◆ Your objective
Collect each line of the records that contains the word "medical" and copy those lines out in full.

** START **

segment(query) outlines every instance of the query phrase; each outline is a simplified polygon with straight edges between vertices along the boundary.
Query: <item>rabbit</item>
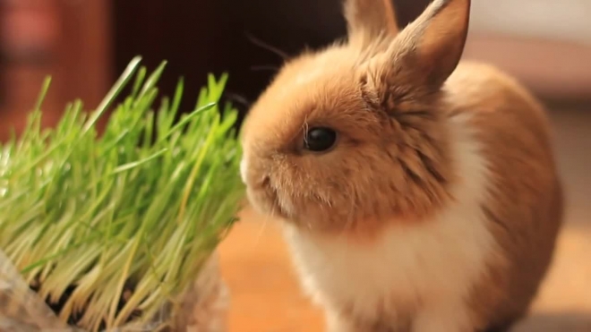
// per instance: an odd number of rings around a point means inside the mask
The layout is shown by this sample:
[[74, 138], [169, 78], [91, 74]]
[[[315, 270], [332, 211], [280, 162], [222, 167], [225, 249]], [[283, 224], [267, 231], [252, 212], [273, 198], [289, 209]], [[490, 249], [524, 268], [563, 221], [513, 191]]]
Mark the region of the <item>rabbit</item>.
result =
[[549, 117], [516, 78], [461, 59], [469, 0], [400, 30], [393, 7], [345, 0], [347, 38], [261, 93], [240, 132], [246, 197], [281, 225], [327, 330], [507, 331], [562, 225]]

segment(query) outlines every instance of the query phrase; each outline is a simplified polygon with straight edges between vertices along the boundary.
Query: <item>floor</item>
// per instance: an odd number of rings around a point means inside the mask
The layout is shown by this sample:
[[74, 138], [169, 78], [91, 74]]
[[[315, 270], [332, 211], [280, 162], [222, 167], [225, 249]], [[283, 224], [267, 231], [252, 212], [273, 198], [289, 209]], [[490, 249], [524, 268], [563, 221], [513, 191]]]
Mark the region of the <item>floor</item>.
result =
[[[519, 332], [591, 331], [591, 107], [552, 113], [568, 194], [557, 258]], [[220, 248], [232, 294], [229, 332], [321, 332], [323, 318], [303, 296], [274, 220], [242, 214]]]

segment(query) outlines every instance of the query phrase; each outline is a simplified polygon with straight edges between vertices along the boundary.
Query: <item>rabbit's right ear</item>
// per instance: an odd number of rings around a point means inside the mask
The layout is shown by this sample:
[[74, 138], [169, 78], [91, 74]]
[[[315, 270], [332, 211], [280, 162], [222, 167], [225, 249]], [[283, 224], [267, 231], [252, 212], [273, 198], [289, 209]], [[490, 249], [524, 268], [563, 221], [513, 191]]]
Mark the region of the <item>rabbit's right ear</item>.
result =
[[362, 49], [398, 31], [393, 0], [345, 0], [344, 12], [351, 45]]

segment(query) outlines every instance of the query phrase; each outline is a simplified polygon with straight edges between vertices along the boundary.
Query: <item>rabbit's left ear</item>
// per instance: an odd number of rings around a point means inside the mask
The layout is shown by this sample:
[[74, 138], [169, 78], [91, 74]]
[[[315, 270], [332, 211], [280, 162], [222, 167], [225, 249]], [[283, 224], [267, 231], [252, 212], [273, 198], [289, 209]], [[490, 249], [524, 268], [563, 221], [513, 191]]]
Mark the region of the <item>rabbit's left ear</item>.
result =
[[390, 61], [421, 83], [441, 86], [464, 52], [470, 0], [434, 0], [389, 47]]
[[398, 31], [393, 0], [345, 0], [349, 43], [362, 49]]

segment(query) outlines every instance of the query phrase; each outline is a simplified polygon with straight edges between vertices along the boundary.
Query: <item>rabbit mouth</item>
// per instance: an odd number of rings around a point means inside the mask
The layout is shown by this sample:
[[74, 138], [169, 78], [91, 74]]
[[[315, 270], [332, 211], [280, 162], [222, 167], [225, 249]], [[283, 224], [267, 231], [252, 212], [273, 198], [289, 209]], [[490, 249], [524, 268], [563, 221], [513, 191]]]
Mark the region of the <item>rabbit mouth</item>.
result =
[[281, 218], [289, 218], [290, 214], [281, 204], [278, 192], [270, 183], [269, 178], [265, 178], [256, 187], [247, 186], [247, 196], [251, 205], [261, 214]]

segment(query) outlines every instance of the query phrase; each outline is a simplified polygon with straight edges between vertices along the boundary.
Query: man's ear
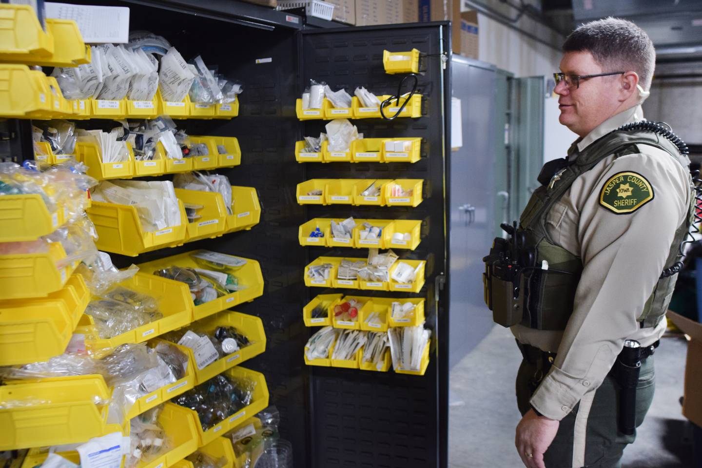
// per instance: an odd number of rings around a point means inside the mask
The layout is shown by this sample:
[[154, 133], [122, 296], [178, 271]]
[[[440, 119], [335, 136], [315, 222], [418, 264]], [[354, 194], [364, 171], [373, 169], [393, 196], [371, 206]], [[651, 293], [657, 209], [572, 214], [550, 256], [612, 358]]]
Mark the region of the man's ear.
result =
[[619, 80], [619, 100], [625, 101], [637, 91], [636, 85], [639, 83], [639, 75], [636, 72], [627, 72], [621, 76]]

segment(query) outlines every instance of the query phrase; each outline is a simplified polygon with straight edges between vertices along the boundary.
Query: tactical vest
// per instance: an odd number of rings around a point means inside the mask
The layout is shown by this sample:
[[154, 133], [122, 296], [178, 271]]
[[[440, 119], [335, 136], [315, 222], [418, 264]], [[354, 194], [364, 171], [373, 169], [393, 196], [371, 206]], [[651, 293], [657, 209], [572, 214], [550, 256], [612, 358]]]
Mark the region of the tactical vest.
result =
[[[504, 226], [512, 234], [511, 241], [496, 239], [490, 255], [483, 259], [485, 300], [496, 322], [504, 326], [521, 323], [538, 330], [565, 329], [573, 312], [583, 262], [549, 236], [547, 214], [578, 176], [609, 155], [619, 157], [642, 152], [639, 145], [663, 149], [684, 167], [689, 164], [675, 145], [650, 131], [612, 132], [580, 153], [575, 145], [571, 147], [569, 162], [551, 179], [552, 183], [534, 191], [522, 213], [519, 229]], [[679, 247], [694, 218], [691, 178], [689, 184], [689, 217], [677, 227], [665, 262], [667, 268], [637, 319], [642, 328], [658, 325], [670, 302], [679, 269], [671, 267], [682, 258]]]

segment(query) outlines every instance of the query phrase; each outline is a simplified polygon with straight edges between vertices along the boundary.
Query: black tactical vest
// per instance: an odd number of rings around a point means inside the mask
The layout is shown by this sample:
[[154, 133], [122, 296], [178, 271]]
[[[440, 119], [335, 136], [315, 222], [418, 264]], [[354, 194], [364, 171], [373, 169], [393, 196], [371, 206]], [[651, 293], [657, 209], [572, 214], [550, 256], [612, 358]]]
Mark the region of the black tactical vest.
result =
[[[675, 145], [653, 132], [615, 131], [583, 152], [578, 152], [574, 145], [569, 150], [569, 162], [564, 163], [551, 178], [552, 183], [534, 191], [522, 213], [519, 229], [510, 232], [511, 241], [495, 239], [490, 255], [484, 259], [485, 299], [496, 322], [504, 326], [521, 323], [538, 330], [565, 329], [573, 312], [583, 263], [579, 257], [556, 245], [550, 238], [546, 229], [546, 215], [579, 175], [609, 155], [619, 157], [643, 152], [639, 147], [642, 145], [663, 149], [686, 168], [689, 164], [687, 156], [681, 155]], [[668, 268], [664, 270], [668, 273], [670, 267], [681, 258], [679, 246], [693, 221], [691, 178], [689, 185], [690, 215], [675, 232], [665, 262]], [[677, 269], [675, 273], [661, 275], [637, 318], [642, 328], [654, 327], [661, 321], [677, 279]]]

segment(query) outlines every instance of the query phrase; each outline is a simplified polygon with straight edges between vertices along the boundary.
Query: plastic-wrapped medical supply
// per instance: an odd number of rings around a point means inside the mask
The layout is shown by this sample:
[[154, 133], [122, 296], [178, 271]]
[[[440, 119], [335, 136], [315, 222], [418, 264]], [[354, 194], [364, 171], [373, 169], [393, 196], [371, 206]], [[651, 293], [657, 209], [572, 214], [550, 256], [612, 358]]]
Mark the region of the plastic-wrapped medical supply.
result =
[[351, 239], [353, 237], [353, 228], [356, 227], [356, 222], [353, 218], [349, 218], [341, 222], [331, 221], [331, 236], [334, 239]]
[[362, 86], [357, 88], [354, 94], [361, 101], [364, 107], [379, 107], [380, 106], [380, 100], [376, 95]]
[[367, 340], [368, 332], [359, 330], [344, 330], [334, 345], [332, 359], [350, 361], [356, 359], [356, 353]]
[[195, 74], [195, 79], [188, 93], [190, 101], [203, 104], [221, 102], [224, 98], [217, 79], [205, 65], [202, 57], [198, 55], [188, 62], [190, 70]]
[[351, 107], [351, 95], [346, 92], [345, 89], [340, 89], [338, 91], [332, 91], [329, 85], [324, 86], [324, 97], [331, 102], [331, 105], [336, 107], [347, 109]]
[[256, 386], [254, 380], [220, 374], [176, 397], [173, 403], [197, 411], [206, 431], [251, 404]]
[[168, 180], [103, 180], [91, 194], [96, 201], [135, 206], [145, 231], [180, 225], [178, 198]]
[[[322, 109], [322, 105], [324, 101], [324, 82], [317, 83], [313, 79], [310, 80], [310, 98], [305, 100], [305, 93], [303, 93], [303, 109]], [[307, 107], [305, 107], [305, 100], [308, 100]]]
[[72, 154], [76, 146], [76, 124], [67, 120], [32, 121], [34, 141], [46, 142], [54, 154]]
[[206, 175], [199, 172], [176, 174], [173, 176], [173, 186], [177, 189], [220, 193], [227, 207], [227, 214], [231, 215], [232, 213], [232, 184], [226, 175], [220, 174]]
[[159, 89], [164, 100], [180, 102], [185, 98], [195, 79], [195, 74], [175, 47], [161, 59]]
[[164, 316], [155, 299], [121, 287], [91, 300], [85, 314], [93, 317], [102, 339], [119, 336]]
[[358, 321], [358, 311], [365, 302], [350, 299], [334, 306], [334, 319], [337, 321], [355, 322]]
[[194, 468], [222, 468], [227, 464], [224, 457], [215, 458], [200, 450], [193, 452], [185, 460], [192, 463]]
[[335, 119], [324, 126], [329, 151], [347, 151], [351, 142], [363, 138], [347, 119]]
[[385, 349], [390, 346], [388, 333], [369, 332], [366, 345], [363, 348], [363, 362], [370, 363], [378, 370], [383, 368]]
[[140, 462], [148, 463], [171, 450], [168, 434], [159, 422], [163, 407], [159, 405], [130, 421], [131, 453], [124, 460], [124, 466], [133, 468]]
[[326, 326], [320, 328], [318, 332], [310, 337], [305, 347], [307, 359], [328, 359], [329, 348], [334, 344], [340, 330]]
[[138, 271], [139, 267], [135, 265], [124, 270], [117, 269], [112, 265], [110, 254], [100, 251], [92, 262], [84, 260], [76, 268], [76, 272], [83, 276], [91, 292], [95, 295], [100, 295], [114, 285], [129, 279]]
[[420, 370], [424, 348], [431, 336], [424, 322], [414, 327], [391, 328], [388, 330], [392, 367], [395, 370]]

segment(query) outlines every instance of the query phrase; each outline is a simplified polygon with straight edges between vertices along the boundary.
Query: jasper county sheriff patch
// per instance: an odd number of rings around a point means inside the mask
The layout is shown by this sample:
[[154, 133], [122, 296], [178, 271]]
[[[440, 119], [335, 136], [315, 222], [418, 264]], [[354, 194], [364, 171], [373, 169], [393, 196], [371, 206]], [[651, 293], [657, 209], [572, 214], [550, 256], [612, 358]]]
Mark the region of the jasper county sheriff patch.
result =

** END **

◆ Solved problem
Query: plastic-wrapped medical supply
Mark the region of the plastic-wrapped medical supply.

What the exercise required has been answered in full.